▶ _Stated goal_
Pick out every line in the items below that contains the word "bare", and copy each one. Treat uppercase and lowercase as different.

▶ _Extracted data_
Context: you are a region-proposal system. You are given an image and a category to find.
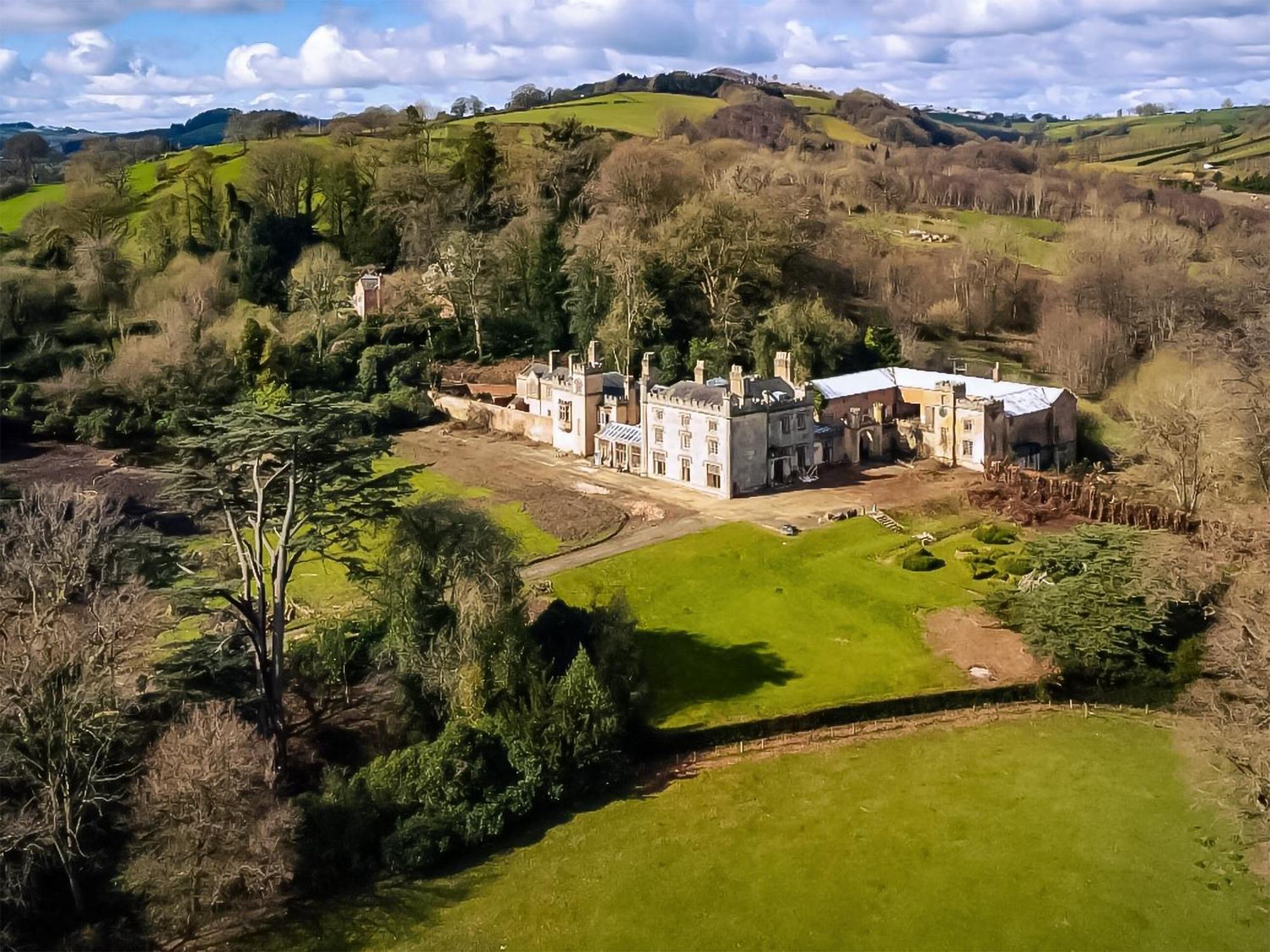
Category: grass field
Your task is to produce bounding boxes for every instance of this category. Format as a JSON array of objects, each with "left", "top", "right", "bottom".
[
  {"left": 0, "top": 182, "right": 66, "bottom": 231},
  {"left": 785, "top": 93, "right": 837, "bottom": 113},
  {"left": 453, "top": 93, "right": 724, "bottom": 136},
  {"left": 552, "top": 519, "right": 1001, "bottom": 727},
  {"left": 843, "top": 209, "right": 1067, "bottom": 274},
  {"left": 806, "top": 116, "right": 874, "bottom": 146},
  {"left": 260, "top": 713, "right": 1270, "bottom": 952},
  {"left": 291, "top": 457, "right": 560, "bottom": 611}
]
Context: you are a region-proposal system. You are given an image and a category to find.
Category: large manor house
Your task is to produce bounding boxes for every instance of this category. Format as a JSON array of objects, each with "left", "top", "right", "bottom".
[{"left": 491, "top": 343, "right": 1076, "bottom": 498}]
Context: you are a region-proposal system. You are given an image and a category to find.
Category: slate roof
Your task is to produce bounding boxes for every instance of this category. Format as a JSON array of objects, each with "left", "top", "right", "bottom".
[
  {"left": 603, "top": 371, "right": 626, "bottom": 396},
  {"left": 812, "top": 367, "right": 1063, "bottom": 416},
  {"left": 660, "top": 380, "right": 728, "bottom": 406}
]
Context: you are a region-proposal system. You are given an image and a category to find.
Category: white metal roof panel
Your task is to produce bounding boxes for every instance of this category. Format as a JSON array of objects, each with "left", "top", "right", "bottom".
[{"left": 596, "top": 423, "right": 644, "bottom": 446}]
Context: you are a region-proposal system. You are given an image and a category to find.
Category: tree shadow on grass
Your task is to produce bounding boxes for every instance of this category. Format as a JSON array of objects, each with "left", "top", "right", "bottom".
[
  {"left": 639, "top": 628, "right": 801, "bottom": 727},
  {"left": 265, "top": 797, "right": 622, "bottom": 952}
]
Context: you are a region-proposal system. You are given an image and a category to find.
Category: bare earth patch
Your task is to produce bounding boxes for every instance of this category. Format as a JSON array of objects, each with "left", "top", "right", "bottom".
[
  {"left": 398, "top": 426, "right": 624, "bottom": 545},
  {"left": 0, "top": 440, "right": 163, "bottom": 506},
  {"left": 926, "top": 608, "right": 1049, "bottom": 684}
]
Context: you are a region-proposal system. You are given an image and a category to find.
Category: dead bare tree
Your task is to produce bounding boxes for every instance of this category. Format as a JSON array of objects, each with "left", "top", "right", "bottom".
[
  {"left": 170, "top": 393, "right": 414, "bottom": 778},
  {"left": 123, "top": 702, "right": 296, "bottom": 939},
  {"left": 0, "top": 486, "right": 157, "bottom": 911}
]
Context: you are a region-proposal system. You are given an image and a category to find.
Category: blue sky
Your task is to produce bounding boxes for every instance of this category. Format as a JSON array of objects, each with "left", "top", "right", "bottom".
[{"left": 0, "top": 0, "right": 1270, "bottom": 131}]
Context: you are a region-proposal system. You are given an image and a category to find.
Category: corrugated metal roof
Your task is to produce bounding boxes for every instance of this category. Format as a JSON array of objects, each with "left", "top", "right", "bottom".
[
  {"left": 596, "top": 423, "right": 644, "bottom": 447},
  {"left": 812, "top": 367, "right": 1063, "bottom": 416}
]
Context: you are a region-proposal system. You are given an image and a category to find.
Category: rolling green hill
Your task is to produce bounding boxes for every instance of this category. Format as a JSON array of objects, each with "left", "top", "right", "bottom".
[{"left": 453, "top": 93, "right": 724, "bottom": 136}]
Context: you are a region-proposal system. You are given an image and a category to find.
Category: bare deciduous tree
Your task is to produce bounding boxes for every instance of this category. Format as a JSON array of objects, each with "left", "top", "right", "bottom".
[
  {"left": 123, "top": 702, "right": 296, "bottom": 938},
  {"left": 0, "top": 486, "right": 156, "bottom": 911}
]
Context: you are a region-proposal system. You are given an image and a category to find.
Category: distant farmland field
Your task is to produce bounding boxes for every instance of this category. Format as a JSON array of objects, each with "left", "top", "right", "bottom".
[{"left": 455, "top": 93, "right": 724, "bottom": 136}]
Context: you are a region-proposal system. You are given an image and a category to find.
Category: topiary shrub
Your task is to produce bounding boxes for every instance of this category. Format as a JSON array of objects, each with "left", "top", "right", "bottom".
[
  {"left": 900, "top": 546, "right": 944, "bottom": 572},
  {"left": 974, "top": 522, "right": 1019, "bottom": 546}
]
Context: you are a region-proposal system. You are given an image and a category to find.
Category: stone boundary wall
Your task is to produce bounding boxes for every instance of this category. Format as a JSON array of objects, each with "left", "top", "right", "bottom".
[
  {"left": 640, "top": 680, "right": 1046, "bottom": 755},
  {"left": 432, "top": 393, "right": 551, "bottom": 446}
]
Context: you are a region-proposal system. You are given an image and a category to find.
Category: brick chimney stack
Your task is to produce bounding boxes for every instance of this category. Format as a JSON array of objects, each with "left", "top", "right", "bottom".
[
  {"left": 639, "top": 350, "right": 657, "bottom": 387},
  {"left": 772, "top": 350, "right": 794, "bottom": 387}
]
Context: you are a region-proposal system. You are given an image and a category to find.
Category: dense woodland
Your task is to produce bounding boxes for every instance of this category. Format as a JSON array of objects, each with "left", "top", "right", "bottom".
[{"left": 0, "top": 83, "right": 1270, "bottom": 946}]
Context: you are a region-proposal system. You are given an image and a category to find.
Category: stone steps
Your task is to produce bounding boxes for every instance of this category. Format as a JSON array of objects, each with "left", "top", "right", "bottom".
[{"left": 867, "top": 505, "right": 904, "bottom": 536}]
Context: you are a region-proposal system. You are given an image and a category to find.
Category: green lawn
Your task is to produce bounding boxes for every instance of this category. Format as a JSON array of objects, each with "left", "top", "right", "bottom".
[
  {"left": 453, "top": 93, "right": 724, "bottom": 136},
  {"left": 552, "top": 518, "right": 983, "bottom": 727},
  {"left": 260, "top": 712, "right": 1270, "bottom": 952},
  {"left": 291, "top": 457, "right": 560, "bottom": 612}
]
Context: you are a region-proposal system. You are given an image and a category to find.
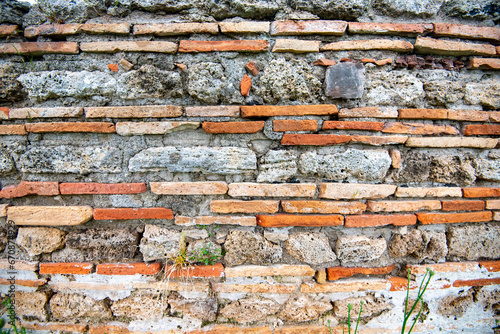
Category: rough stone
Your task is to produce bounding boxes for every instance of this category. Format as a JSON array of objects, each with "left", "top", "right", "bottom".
[
  {"left": 220, "top": 296, "right": 280, "bottom": 324},
  {"left": 224, "top": 230, "right": 282, "bottom": 266},
  {"left": 335, "top": 235, "right": 387, "bottom": 265},
  {"left": 285, "top": 232, "right": 337, "bottom": 264},
  {"left": 278, "top": 296, "right": 333, "bottom": 322},
  {"left": 17, "top": 145, "right": 123, "bottom": 174},
  {"left": 299, "top": 149, "right": 392, "bottom": 182},
  {"left": 325, "top": 63, "right": 365, "bottom": 99},
  {"left": 446, "top": 224, "right": 500, "bottom": 261},
  {"left": 139, "top": 225, "right": 181, "bottom": 261},
  {"left": 129, "top": 146, "right": 257, "bottom": 174},
  {"left": 16, "top": 227, "right": 65, "bottom": 256}
]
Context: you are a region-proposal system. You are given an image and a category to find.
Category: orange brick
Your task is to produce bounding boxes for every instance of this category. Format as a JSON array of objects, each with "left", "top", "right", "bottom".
[
  {"left": 94, "top": 208, "right": 174, "bottom": 220},
  {"left": 434, "top": 23, "right": 500, "bottom": 41},
  {"left": 202, "top": 121, "right": 264, "bottom": 133},
  {"left": 464, "top": 124, "right": 500, "bottom": 136},
  {"left": 179, "top": 40, "right": 269, "bottom": 52},
  {"left": 398, "top": 109, "right": 448, "bottom": 119},
  {"left": 326, "top": 264, "right": 396, "bottom": 281},
  {"left": 344, "top": 214, "right": 417, "bottom": 227},
  {"left": 416, "top": 211, "right": 493, "bottom": 225},
  {"left": 165, "top": 263, "right": 224, "bottom": 278},
  {"left": 40, "top": 263, "right": 93, "bottom": 275},
  {"left": 0, "top": 42, "right": 80, "bottom": 56},
  {"left": 96, "top": 262, "right": 161, "bottom": 275},
  {"left": 281, "top": 201, "right": 366, "bottom": 215},
  {"left": 257, "top": 214, "right": 344, "bottom": 227},
  {"left": 241, "top": 104, "right": 338, "bottom": 117},
  {"left": 462, "top": 187, "right": 500, "bottom": 198},
  {"left": 323, "top": 121, "right": 384, "bottom": 131},
  {"left": 0, "top": 181, "right": 59, "bottom": 198},
  {"left": 273, "top": 119, "right": 318, "bottom": 132},
  {"left": 0, "top": 124, "right": 27, "bottom": 135},
  {"left": 281, "top": 134, "right": 351, "bottom": 146},
  {"left": 59, "top": 183, "right": 147, "bottom": 195},
  {"left": 443, "top": 201, "right": 484, "bottom": 211},
  {"left": 26, "top": 122, "right": 115, "bottom": 133}
]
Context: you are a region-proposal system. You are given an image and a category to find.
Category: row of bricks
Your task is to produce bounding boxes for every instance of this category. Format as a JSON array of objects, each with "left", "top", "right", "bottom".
[
  {"left": 0, "top": 20, "right": 500, "bottom": 41},
  {"left": 0, "top": 36, "right": 500, "bottom": 56},
  {"left": 0, "top": 181, "right": 500, "bottom": 198}
]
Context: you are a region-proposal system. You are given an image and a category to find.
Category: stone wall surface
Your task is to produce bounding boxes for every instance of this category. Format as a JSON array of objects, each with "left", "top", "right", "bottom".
[{"left": 0, "top": 0, "right": 500, "bottom": 334}]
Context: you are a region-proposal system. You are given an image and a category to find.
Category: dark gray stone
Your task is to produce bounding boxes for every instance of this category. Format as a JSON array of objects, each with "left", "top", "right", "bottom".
[{"left": 325, "top": 63, "right": 365, "bottom": 99}]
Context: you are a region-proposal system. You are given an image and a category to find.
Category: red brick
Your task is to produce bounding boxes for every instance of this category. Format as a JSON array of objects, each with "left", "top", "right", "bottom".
[
  {"left": 0, "top": 124, "right": 27, "bottom": 135},
  {"left": 462, "top": 187, "right": 500, "bottom": 198},
  {"left": 94, "top": 208, "right": 174, "bottom": 220},
  {"left": 281, "top": 134, "right": 351, "bottom": 146},
  {"left": 257, "top": 214, "right": 344, "bottom": 227},
  {"left": 179, "top": 40, "right": 269, "bottom": 52},
  {"left": 273, "top": 119, "right": 318, "bottom": 132},
  {"left": 442, "top": 201, "right": 484, "bottom": 211},
  {"left": 416, "top": 211, "right": 493, "bottom": 225},
  {"left": 59, "top": 183, "right": 147, "bottom": 195},
  {"left": 96, "top": 262, "right": 161, "bottom": 275},
  {"left": 0, "top": 42, "right": 80, "bottom": 56},
  {"left": 202, "top": 121, "right": 264, "bottom": 133},
  {"left": 434, "top": 23, "right": 500, "bottom": 41},
  {"left": 323, "top": 121, "right": 384, "bottom": 131},
  {"left": 165, "top": 263, "right": 224, "bottom": 278},
  {"left": 326, "top": 264, "right": 396, "bottom": 281},
  {"left": 464, "top": 124, "right": 500, "bottom": 136},
  {"left": 241, "top": 104, "right": 338, "bottom": 117},
  {"left": 344, "top": 214, "right": 417, "bottom": 227},
  {"left": 26, "top": 122, "right": 115, "bottom": 133},
  {"left": 0, "top": 181, "right": 59, "bottom": 198},
  {"left": 40, "top": 263, "right": 93, "bottom": 275}
]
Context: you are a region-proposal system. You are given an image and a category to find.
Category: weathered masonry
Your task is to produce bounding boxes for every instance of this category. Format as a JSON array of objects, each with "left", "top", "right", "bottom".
[{"left": 0, "top": 0, "right": 500, "bottom": 334}]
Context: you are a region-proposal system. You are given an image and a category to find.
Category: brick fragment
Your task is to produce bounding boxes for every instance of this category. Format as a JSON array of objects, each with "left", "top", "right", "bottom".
[
  {"left": 272, "top": 38, "right": 321, "bottom": 53},
  {"left": 210, "top": 199, "right": 280, "bottom": 213},
  {"left": 0, "top": 124, "right": 27, "bottom": 135},
  {"left": 271, "top": 20, "right": 347, "bottom": 36},
  {"left": 241, "top": 104, "right": 338, "bottom": 117},
  {"left": 80, "top": 41, "right": 177, "bottom": 53},
  {"left": 281, "top": 134, "right": 351, "bottom": 146},
  {"left": 323, "top": 121, "right": 384, "bottom": 131},
  {"left": 273, "top": 119, "right": 318, "bottom": 132},
  {"left": 321, "top": 39, "right": 413, "bottom": 52},
  {"left": 219, "top": 21, "right": 271, "bottom": 34},
  {"left": 228, "top": 183, "right": 316, "bottom": 197},
  {"left": 94, "top": 208, "right": 174, "bottom": 220},
  {"left": 434, "top": 23, "right": 500, "bottom": 41},
  {"left": 0, "top": 42, "right": 80, "bottom": 56},
  {"left": 464, "top": 124, "right": 500, "bottom": 136},
  {"left": 96, "top": 262, "right": 161, "bottom": 275},
  {"left": 319, "top": 183, "right": 397, "bottom": 199},
  {"left": 257, "top": 214, "right": 344, "bottom": 227},
  {"left": 149, "top": 181, "right": 228, "bottom": 195},
  {"left": 202, "top": 121, "right": 264, "bottom": 133},
  {"left": 179, "top": 40, "right": 269, "bottom": 52},
  {"left": 281, "top": 200, "right": 366, "bottom": 215},
  {"left": 40, "top": 263, "right": 93, "bottom": 275},
  {"left": 416, "top": 211, "right": 493, "bottom": 225},
  {"left": 59, "top": 183, "right": 147, "bottom": 195},
  {"left": 85, "top": 105, "right": 184, "bottom": 118},
  {"left": 134, "top": 22, "right": 219, "bottom": 36},
  {"left": 344, "top": 214, "right": 417, "bottom": 227},
  {"left": 326, "top": 264, "right": 396, "bottom": 281},
  {"left": 443, "top": 201, "right": 485, "bottom": 211},
  {"left": 366, "top": 200, "right": 441, "bottom": 212},
  {"left": 415, "top": 36, "right": 496, "bottom": 56},
  {"left": 26, "top": 122, "right": 115, "bottom": 133}
]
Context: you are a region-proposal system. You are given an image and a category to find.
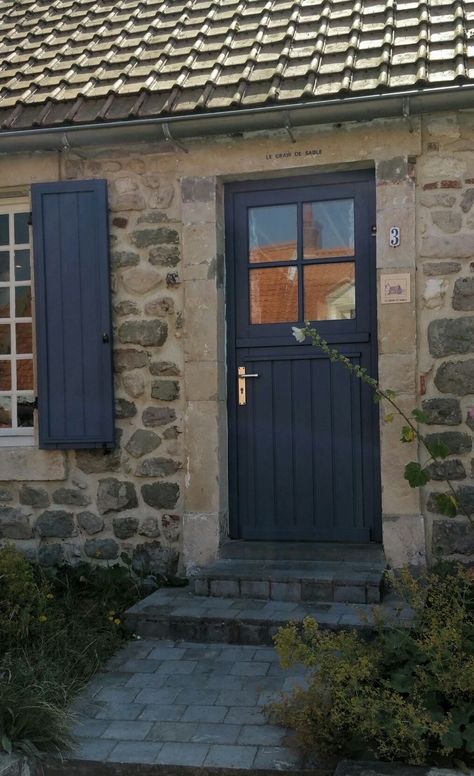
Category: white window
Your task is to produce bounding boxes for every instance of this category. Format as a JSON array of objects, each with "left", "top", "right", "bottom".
[{"left": 0, "top": 199, "right": 34, "bottom": 445}]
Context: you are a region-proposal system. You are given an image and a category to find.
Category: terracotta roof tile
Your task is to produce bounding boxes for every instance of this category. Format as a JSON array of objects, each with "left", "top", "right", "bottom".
[{"left": 0, "top": 0, "right": 474, "bottom": 128}]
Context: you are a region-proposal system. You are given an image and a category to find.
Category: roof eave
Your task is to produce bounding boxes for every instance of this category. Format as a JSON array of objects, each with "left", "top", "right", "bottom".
[{"left": 0, "top": 83, "right": 474, "bottom": 153}]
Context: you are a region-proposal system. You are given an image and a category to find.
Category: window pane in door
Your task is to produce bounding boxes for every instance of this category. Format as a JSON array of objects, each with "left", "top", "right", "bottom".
[
  {"left": 16, "top": 393, "right": 35, "bottom": 428},
  {"left": 250, "top": 267, "right": 298, "bottom": 323},
  {"left": 248, "top": 205, "right": 298, "bottom": 264},
  {"left": 303, "top": 199, "right": 354, "bottom": 259},
  {"left": 304, "top": 261, "right": 356, "bottom": 321},
  {"left": 0, "top": 396, "right": 12, "bottom": 428},
  {"left": 16, "top": 359, "right": 33, "bottom": 391},
  {"left": 0, "top": 251, "right": 10, "bottom": 283},
  {"left": 0, "top": 213, "right": 10, "bottom": 245},
  {"left": 14, "top": 213, "right": 30, "bottom": 245},
  {"left": 15, "top": 286, "right": 31, "bottom": 318},
  {"left": 15, "top": 249, "right": 31, "bottom": 280}
]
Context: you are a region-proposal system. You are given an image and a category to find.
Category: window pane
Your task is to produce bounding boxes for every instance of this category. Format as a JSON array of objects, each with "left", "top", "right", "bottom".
[
  {"left": 0, "top": 251, "right": 10, "bottom": 283},
  {"left": 14, "top": 213, "right": 30, "bottom": 245},
  {"left": 16, "top": 359, "right": 33, "bottom": 391},
  {"left": 304, "top": 261, "right": 355, "bottom": 321},
  {"left": 249, "top": 205, "right": 297, "bottom": 264},
  {"left": 15, "top": 250, "right": 31, "bottom": 280},
  {"left": 16, "top": 323, "right": 33, "bottom": 353},
  {"left": 15, "top": 286, "right": 31, "bottom": 318},
  {"left": 0, "top": 361, "right": 12, "bottom": 391},
  {"left": 250, "top": 267, "right": 298, "bottom": 323},
  {"left": 0, "top": 324, "right": 12, "bottom": 356},
  {"left": 0, "top": 213, "right": 10, "bottom": 245},
  {"left": 0, "top": 288, "right": 10, "bottom": 318},
  {"left": 303, "top": 199, "right": 354, "bottom": 259},
  {"left": 0, "top": 396, "right": 12, "bottom": 428}
]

▶ _Output_
Category: bare earth patch
Category: dead bare tree
Category: bare deciduous tree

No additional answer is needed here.